Problem to solve
Update the listing below by replacing each "perception module" with "vision system", and keep everything else the same.

Dataset records
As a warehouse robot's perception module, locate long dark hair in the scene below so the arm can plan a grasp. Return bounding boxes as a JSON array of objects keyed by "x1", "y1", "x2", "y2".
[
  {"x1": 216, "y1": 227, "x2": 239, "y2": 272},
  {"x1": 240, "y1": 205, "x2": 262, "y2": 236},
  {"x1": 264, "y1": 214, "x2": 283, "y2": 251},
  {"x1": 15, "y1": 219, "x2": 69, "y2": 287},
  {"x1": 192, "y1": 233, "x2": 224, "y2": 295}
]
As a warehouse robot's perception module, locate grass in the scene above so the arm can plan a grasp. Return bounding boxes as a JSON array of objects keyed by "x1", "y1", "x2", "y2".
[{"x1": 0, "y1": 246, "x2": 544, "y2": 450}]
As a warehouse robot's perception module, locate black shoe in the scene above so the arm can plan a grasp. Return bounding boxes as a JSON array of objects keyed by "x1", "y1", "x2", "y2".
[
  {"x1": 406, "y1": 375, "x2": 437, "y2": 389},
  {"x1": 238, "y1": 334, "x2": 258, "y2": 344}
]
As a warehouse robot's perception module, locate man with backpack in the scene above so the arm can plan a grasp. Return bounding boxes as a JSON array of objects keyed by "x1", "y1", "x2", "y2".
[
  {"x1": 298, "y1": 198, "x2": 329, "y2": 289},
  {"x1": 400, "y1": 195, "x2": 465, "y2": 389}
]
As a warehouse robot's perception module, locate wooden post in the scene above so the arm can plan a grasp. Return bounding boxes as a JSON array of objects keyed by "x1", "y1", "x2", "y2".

Correct answer
As a warehouse robot's vision system, locate long dark hair in the scene below so the arm can plan a grasp. Return bounding boxes as a JSON array of objects keyed by "x1", "y1", "x2", "y2".
[
  {"x1": 216, "y1": 227, "x2": 239, "y2": 272},
  {"x1": 240, "y1": 205, "x2": 262, "y2": 236},
  {"x1": 264, "y1": 214, "x2": 283, "y2": 251},
  {"x1": 15, "y1": 219, "x2": 69, "y2": 287},
  {"x1": 192, "y1": 233, "x2": 224, "y2": 295}
]
As a warehouse robot's vision system, locate grass in the scene above so the arm can plan a grasp. Return bounding boxes as a JSON array of objects keyed by "x1", "y1", "x2", "y2".
[{"x1": 0, "y1": 246, "x2": 544, "y2": 450}]
As a warehouse robot's vision system, locate black shoe in the scene above so the arm can plan a grasp. Return bounding boxes as a JSON array of objects keyed by "x1", "y1", "x2", "y2".
[
  {"x1": 406, "y1": 375, "x2": 437, "y2": 389},
  {"x1": 238, "y1": 334, "x2": 258, "y2": 344}
]
As a warehouse robot's vision system, locate man with backpack in the scene above so the arm can plan a grasp. Return bounding boxes as a JSON array of objects keyed by "x1", "y1", "x2", "y2".
[
  {"x1": 298, "y1": 198, "x2": 329, "y2": 289},
  {"x1": 400, "y1": 195, "x2": 465, "y2": 389}
]
As a warehouse robot's vision system, locate wooden post in the scene above so the arm can plan a grasp. Return bounding boxes as a JSON array of objects keyed by "x1", "y1", "x2", "y2".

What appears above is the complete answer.